> _Required action_:
Below are some records. Reproduce them exactly from their first line through the line with "Target: high-rise building", inclusive.

[Records from a collection]
---*---
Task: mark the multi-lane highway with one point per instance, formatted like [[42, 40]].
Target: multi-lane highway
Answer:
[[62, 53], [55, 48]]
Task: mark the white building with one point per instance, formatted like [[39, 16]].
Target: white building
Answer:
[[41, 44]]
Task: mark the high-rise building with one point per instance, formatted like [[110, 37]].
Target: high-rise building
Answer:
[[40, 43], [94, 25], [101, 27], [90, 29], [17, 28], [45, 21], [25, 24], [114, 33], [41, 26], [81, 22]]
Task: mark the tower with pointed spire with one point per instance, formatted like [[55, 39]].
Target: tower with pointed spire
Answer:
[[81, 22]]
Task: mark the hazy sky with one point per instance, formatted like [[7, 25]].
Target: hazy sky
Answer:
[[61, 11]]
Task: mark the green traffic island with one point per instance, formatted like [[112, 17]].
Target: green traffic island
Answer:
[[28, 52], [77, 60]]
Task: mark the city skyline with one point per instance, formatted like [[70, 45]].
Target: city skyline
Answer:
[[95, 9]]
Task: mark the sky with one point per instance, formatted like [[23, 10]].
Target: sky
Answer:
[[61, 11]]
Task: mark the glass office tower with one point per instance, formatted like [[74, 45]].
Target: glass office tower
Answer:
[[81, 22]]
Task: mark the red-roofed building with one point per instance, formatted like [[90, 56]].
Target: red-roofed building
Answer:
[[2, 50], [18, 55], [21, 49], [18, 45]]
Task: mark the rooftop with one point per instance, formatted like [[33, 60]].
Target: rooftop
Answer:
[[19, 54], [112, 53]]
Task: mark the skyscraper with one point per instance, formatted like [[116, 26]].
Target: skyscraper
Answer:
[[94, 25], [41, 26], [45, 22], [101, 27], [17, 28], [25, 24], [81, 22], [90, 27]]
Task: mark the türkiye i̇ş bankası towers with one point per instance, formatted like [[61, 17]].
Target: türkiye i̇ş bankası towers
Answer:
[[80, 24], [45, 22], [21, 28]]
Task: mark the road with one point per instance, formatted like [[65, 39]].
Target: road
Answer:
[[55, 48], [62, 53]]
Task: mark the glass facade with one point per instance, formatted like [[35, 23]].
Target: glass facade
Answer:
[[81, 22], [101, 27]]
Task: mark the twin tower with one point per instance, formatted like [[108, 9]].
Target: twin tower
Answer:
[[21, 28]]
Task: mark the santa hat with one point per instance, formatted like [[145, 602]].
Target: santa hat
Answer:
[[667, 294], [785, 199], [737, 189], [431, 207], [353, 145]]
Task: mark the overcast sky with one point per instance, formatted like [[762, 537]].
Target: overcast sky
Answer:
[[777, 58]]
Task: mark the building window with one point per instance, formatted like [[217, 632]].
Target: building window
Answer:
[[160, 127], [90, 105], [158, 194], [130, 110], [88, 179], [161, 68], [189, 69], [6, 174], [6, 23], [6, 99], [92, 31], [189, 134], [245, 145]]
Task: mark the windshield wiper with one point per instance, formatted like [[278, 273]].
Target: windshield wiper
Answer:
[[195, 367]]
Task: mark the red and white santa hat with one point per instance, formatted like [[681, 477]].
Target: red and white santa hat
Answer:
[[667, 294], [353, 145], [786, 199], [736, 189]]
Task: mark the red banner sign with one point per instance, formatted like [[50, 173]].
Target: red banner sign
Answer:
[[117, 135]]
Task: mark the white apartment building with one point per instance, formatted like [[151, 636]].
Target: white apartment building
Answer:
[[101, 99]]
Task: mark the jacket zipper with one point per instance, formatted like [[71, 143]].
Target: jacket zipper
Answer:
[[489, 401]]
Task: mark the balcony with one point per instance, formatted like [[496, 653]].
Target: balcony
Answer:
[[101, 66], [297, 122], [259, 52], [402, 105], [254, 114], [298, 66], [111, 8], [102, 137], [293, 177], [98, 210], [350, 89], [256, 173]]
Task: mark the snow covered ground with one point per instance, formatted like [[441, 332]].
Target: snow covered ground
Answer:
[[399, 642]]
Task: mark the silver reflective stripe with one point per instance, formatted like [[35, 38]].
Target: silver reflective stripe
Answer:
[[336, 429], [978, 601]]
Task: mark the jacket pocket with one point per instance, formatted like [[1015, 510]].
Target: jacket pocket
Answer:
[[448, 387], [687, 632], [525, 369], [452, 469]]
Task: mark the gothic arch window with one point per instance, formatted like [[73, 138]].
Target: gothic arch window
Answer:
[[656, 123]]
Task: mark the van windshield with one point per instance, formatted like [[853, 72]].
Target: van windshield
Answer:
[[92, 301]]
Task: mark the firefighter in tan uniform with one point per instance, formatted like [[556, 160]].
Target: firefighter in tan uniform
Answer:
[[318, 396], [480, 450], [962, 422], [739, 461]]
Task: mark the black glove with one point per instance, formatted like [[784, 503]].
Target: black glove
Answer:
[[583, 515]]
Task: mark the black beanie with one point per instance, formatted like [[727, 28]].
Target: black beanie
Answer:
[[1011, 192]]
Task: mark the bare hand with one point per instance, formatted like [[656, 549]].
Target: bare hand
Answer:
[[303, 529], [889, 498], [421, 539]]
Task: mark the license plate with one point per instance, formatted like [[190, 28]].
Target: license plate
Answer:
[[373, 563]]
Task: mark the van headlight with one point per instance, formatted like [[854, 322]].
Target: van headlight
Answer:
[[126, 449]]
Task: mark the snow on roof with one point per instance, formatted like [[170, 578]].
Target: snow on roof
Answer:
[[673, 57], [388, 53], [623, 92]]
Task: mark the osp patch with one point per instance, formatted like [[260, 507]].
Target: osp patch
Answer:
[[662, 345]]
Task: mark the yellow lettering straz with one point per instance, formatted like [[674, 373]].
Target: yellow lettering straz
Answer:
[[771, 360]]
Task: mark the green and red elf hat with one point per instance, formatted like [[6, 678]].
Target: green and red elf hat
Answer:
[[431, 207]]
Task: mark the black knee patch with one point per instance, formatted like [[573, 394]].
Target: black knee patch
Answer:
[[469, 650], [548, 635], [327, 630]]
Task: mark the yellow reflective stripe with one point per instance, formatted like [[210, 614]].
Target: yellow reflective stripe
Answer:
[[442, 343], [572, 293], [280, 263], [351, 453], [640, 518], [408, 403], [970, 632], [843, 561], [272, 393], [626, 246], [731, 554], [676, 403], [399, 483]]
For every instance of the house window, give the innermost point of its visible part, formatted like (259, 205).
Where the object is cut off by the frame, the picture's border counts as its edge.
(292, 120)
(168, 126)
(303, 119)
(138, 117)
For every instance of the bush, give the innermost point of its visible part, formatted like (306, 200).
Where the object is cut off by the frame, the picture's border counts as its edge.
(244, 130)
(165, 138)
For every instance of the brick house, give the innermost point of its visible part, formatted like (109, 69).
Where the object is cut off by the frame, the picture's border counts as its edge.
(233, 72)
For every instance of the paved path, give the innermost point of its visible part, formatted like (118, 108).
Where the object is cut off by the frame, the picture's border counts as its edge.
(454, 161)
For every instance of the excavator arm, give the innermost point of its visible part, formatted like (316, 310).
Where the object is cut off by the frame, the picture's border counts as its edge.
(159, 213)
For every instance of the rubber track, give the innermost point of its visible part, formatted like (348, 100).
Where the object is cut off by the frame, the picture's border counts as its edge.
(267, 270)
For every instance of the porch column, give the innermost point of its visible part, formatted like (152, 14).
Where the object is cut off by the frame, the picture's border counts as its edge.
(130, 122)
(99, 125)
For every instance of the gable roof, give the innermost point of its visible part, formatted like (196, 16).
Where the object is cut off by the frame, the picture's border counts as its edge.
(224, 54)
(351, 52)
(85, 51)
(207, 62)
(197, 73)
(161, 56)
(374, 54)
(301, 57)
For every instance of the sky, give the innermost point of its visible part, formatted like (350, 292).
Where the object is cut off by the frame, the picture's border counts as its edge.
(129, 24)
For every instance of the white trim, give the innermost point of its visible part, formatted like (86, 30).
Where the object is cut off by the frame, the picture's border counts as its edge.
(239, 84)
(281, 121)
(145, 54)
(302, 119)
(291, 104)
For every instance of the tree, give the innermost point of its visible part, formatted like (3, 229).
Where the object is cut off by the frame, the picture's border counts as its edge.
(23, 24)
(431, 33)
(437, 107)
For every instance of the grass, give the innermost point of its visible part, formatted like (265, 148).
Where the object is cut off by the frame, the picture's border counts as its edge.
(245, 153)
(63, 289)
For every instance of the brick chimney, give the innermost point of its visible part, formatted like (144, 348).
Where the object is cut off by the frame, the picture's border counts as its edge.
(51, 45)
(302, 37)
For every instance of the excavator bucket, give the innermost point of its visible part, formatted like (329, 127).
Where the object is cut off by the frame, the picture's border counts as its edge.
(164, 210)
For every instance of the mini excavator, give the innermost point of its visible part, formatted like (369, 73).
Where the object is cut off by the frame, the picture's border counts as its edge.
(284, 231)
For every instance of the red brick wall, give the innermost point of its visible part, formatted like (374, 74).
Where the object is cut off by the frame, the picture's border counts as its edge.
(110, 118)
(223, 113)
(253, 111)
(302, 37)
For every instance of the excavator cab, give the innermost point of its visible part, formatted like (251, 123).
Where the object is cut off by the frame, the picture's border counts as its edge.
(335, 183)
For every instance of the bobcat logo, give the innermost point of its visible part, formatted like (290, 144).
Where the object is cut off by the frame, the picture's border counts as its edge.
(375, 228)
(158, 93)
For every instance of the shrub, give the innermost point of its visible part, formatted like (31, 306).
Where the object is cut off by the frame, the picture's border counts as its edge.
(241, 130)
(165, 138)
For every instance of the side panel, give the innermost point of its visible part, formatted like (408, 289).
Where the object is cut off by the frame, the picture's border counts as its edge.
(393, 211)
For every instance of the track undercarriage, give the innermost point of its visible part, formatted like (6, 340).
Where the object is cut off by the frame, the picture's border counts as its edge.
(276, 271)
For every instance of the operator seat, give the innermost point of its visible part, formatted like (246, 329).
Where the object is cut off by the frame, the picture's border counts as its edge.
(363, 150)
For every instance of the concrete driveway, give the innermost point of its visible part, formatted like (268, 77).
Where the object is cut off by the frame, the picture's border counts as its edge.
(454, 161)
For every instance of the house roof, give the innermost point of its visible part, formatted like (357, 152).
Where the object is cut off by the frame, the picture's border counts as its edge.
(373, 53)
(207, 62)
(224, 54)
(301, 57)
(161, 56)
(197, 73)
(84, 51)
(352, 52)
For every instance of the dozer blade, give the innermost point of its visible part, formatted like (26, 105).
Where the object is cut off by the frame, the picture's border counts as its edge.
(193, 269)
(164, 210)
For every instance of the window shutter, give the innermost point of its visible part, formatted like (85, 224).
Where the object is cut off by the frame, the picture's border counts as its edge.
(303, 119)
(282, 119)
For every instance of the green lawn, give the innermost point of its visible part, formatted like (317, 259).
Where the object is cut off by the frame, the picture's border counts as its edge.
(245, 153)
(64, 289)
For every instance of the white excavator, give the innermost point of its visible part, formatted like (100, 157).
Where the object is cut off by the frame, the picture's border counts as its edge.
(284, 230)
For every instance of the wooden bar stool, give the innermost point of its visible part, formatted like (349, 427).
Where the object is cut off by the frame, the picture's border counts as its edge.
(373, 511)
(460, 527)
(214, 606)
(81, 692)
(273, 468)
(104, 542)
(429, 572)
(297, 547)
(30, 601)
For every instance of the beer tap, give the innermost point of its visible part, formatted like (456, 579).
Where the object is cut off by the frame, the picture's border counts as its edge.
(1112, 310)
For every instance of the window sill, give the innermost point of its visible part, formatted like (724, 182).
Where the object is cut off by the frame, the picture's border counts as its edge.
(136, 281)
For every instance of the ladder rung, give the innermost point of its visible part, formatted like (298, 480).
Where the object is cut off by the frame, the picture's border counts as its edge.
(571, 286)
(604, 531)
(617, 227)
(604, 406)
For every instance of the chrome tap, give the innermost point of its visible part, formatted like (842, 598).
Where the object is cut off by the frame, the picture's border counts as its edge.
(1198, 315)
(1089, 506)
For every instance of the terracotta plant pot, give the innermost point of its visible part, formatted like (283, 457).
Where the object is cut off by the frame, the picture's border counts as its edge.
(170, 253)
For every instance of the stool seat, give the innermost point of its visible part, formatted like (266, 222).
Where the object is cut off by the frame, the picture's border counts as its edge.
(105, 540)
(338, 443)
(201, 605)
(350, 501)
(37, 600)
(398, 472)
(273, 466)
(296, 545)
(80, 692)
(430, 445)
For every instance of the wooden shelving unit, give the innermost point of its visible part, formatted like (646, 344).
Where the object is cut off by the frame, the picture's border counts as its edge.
---*---
> _Task response_:
Task: mark the multi-lane highway with one point per instance, formatted like [[42, 40]].
Target: multi-lane highway
Answer:
[[62, 53], [55, 48]]
Task: mark the white building with one point per instance, formatted like [[39, 16]].
Target: white building
Answer:
[[41, 44]]
Task: mark the high-rise building with one point per instance, formatted like [[110, 37]].
Target: high-rise building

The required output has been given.